Question in. Deliberated, cross-validated report out.
Multi-agent deep research with SIA cognitive deliberation, thermodynamic entropy control, and swarm intelligence — powered by LangGraph + Claude
Quick Start • Architecture • SIA Deliberation • Swarm Mode • Changelog
Evolved from deep-research-swarm (V1-V9, archived).
Takes a research question, decomposes it into targeted queries, dispatches parallel searches across 6 backends, builds a structured KnowledgeArtifact through deliberation panels with cross-referenced claim verification, runs multi-turn agent deliberation where cognitive lenses challenge and constrain each other, synthesizes through reactor-informed 2-stage composition, evaluates through adversarial critique with singularity prevention, and iterates under thermodynamic entropy control until five-way convergence. Optionally runs N parallel reactors with cross-validation for high-stakes queries.
# Clone and install
git clone https://github.com/Darv0n/sia-research-engine.git
cd sia-research-engine
python -m venv .venv && source .venv/bin/activate # .venv\Scripts\activate on Windows
pip install -e ".[dev]"
# Configure
cp .env.example .env # Edit .env — set ANTHROPIC_API_KEY (required)
# Start SearXNG (local meta-search engine)
docker compose -f docker/docker-compose.yml up -d
# Run (single reactor, SIA deliberation)
python -m deep_research_swarm "What is quantum entanglement?"
# Run with swarm mode (3 parallel reactors with cross-validation)
python -m deep_research_swarm --swarm 3 "CRISPR gene editing for metabolic disorders"
# Run with V9 behavior (no SIA deliberation)
• • • •
## What the exercise asks:
Copy the research engine text word for word, between "Multi-agent deep research" and "deep-research-swarm (V1-V9, archived).", inclusive.
• • • •
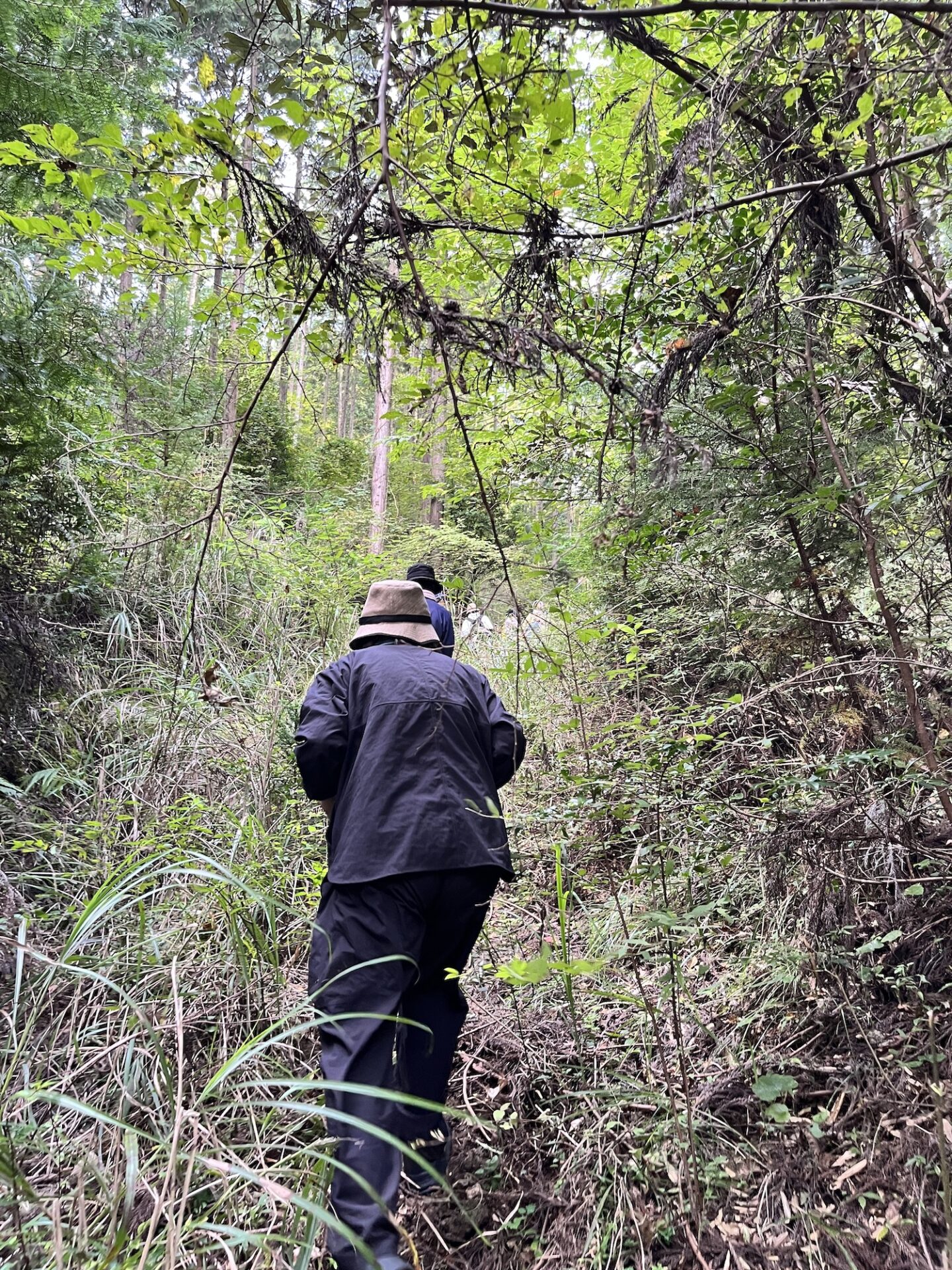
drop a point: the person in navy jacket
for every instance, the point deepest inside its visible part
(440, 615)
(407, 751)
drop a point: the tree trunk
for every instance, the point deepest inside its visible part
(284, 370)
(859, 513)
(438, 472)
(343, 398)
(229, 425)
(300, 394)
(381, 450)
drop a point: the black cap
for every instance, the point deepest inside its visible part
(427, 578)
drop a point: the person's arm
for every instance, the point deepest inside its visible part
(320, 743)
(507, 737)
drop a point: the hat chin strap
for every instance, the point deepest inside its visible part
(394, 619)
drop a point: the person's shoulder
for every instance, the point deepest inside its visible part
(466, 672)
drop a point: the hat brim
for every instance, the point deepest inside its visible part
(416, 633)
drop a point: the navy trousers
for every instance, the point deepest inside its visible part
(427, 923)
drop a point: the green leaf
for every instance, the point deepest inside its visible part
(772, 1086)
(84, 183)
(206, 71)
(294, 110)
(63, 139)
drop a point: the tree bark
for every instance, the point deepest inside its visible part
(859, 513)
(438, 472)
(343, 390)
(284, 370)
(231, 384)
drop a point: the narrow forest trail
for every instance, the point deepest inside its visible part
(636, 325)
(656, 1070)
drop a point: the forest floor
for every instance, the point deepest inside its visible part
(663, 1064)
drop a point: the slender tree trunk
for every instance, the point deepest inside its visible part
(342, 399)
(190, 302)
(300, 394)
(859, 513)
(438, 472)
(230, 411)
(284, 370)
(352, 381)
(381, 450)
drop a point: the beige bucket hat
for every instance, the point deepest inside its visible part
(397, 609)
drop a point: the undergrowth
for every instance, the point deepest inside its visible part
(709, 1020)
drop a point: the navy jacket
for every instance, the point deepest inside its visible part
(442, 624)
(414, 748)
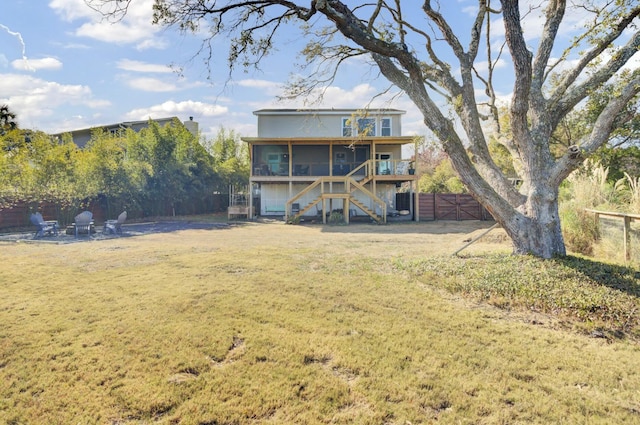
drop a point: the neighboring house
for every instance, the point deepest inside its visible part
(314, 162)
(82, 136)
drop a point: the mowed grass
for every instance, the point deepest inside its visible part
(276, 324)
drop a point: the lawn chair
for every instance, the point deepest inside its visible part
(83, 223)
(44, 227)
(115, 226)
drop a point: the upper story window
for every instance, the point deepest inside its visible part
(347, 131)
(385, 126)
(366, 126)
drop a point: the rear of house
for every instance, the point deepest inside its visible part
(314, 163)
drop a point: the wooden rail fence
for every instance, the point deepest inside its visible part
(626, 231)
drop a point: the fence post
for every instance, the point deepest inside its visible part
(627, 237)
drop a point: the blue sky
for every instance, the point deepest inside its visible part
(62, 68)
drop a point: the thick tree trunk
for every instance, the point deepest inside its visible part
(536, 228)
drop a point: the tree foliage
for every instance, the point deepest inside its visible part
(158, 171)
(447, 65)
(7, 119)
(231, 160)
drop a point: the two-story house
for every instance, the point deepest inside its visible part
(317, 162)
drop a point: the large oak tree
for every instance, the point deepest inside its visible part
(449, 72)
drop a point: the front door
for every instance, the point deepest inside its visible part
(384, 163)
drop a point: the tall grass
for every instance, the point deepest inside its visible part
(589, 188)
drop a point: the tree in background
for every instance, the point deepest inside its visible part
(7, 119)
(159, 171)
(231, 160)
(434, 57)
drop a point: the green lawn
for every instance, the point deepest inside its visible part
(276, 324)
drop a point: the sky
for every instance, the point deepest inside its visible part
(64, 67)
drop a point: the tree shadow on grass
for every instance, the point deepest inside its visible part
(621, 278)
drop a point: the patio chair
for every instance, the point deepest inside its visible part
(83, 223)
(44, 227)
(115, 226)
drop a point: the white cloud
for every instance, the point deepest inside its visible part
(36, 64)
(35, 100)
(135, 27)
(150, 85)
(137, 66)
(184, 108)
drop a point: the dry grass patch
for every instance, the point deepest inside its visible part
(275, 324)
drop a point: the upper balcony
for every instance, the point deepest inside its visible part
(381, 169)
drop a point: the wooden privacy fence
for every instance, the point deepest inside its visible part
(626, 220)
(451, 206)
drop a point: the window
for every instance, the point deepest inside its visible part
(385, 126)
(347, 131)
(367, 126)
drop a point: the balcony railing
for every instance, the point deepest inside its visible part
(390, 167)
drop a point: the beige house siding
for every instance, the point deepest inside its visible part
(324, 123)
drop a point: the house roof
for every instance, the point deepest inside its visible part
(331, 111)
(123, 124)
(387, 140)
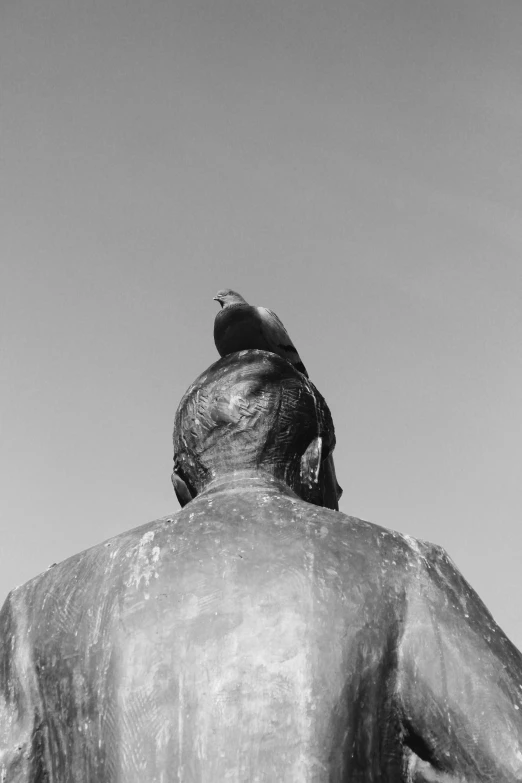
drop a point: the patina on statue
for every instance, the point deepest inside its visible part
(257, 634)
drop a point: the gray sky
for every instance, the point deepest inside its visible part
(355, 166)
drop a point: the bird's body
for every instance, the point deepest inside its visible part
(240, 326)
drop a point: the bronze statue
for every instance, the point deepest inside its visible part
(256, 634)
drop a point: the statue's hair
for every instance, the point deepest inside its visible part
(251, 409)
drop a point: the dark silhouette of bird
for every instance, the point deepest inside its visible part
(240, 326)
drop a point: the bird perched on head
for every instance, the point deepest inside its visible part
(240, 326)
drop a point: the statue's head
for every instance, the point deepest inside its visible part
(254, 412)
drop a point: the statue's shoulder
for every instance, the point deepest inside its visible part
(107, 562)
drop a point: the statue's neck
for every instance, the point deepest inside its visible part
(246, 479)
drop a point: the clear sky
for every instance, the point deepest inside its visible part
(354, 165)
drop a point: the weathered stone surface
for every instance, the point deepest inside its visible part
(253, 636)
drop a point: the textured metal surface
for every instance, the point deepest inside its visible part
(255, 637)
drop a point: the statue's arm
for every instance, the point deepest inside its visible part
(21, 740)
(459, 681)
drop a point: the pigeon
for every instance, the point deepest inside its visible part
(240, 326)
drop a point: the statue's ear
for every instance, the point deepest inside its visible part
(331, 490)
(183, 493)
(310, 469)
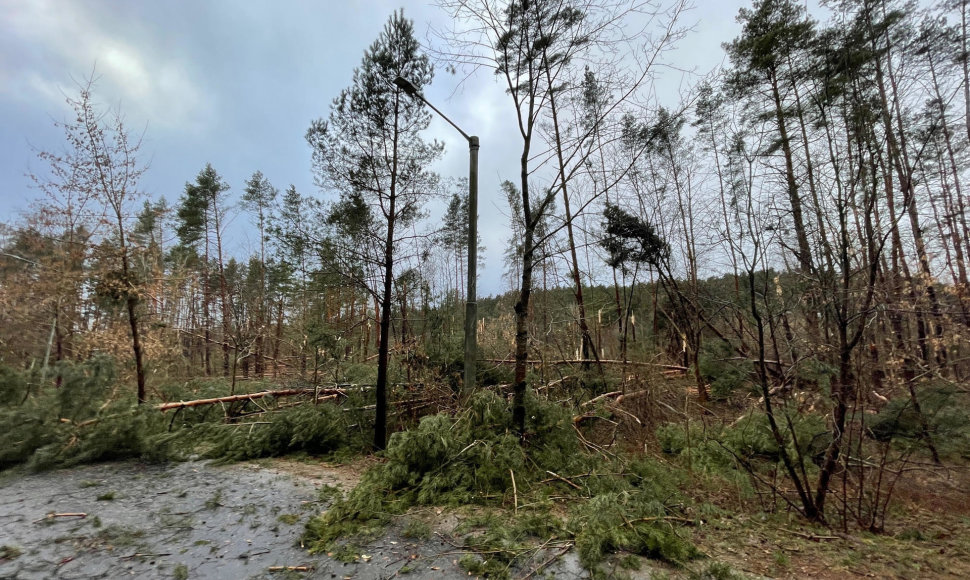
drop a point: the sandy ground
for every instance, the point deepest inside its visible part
• • • •
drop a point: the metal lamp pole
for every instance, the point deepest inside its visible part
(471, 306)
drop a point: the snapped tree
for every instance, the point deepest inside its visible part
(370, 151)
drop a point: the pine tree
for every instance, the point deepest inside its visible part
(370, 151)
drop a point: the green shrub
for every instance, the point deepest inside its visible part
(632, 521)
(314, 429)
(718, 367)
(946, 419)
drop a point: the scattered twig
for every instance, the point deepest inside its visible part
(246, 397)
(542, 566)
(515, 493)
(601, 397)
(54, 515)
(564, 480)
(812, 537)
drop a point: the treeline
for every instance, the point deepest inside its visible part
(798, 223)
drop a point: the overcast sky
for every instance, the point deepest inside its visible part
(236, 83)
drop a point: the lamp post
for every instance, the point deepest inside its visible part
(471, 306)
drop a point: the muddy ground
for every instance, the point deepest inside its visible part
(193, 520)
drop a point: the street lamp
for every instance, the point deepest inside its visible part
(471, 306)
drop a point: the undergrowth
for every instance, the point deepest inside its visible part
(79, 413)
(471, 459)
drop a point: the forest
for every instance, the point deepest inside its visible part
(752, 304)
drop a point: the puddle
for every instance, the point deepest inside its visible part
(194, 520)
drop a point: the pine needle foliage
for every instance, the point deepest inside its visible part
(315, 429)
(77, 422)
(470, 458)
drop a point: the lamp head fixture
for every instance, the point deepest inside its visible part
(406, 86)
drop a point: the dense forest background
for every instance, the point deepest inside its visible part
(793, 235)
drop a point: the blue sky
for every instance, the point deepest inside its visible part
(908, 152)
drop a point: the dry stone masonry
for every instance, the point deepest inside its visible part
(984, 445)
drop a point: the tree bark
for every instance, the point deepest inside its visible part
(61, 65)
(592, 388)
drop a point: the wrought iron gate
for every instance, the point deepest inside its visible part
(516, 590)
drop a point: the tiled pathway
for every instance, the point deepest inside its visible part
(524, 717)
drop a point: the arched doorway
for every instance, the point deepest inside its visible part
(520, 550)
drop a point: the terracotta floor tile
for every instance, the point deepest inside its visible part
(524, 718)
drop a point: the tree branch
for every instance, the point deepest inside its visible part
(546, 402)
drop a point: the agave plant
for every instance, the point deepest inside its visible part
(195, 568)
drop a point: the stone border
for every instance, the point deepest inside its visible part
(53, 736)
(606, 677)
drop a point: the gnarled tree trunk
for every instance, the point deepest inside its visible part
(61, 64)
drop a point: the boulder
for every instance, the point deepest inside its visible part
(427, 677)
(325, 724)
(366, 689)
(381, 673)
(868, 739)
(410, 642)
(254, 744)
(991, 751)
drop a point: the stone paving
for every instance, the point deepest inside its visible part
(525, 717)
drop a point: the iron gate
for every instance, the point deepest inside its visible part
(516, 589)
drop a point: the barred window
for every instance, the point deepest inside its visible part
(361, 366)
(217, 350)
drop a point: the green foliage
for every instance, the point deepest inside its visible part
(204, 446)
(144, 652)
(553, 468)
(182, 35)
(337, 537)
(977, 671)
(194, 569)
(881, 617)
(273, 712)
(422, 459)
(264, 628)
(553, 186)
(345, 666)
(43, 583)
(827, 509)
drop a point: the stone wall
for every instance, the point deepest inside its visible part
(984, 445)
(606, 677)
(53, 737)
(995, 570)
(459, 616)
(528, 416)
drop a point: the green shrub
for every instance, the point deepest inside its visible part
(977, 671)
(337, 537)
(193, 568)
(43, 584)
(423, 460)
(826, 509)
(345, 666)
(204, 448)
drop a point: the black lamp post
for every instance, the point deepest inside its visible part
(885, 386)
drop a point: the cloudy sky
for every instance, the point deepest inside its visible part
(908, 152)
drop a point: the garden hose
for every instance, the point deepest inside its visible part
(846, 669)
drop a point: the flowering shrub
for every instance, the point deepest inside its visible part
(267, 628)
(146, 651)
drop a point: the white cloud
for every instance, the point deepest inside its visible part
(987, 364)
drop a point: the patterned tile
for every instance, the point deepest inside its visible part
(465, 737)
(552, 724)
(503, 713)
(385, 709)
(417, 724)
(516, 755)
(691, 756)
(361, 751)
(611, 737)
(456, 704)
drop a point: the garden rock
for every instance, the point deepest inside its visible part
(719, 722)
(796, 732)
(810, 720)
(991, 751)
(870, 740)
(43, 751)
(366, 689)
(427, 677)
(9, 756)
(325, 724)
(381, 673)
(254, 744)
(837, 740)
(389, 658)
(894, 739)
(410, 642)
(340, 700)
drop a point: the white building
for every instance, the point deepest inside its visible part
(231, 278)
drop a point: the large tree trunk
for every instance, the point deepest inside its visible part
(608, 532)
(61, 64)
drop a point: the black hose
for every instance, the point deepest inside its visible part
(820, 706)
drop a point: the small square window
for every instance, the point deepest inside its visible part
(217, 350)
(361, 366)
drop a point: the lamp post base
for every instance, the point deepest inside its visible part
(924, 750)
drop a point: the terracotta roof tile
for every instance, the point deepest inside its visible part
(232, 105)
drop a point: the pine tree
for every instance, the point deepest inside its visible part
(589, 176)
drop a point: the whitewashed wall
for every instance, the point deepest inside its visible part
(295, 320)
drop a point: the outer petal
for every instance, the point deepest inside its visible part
• • • •
## Answer space:
Multi-agent deep research with SIA cognitive deliberation, thermodynamic entropy control, and swarm intelligence — powered by LangGraph + Claude
Quick Start • Architecture • SIA Deliberation • Swarm Mode • Changelog
Evolved from deep-research-swarm (V1-V9, archived).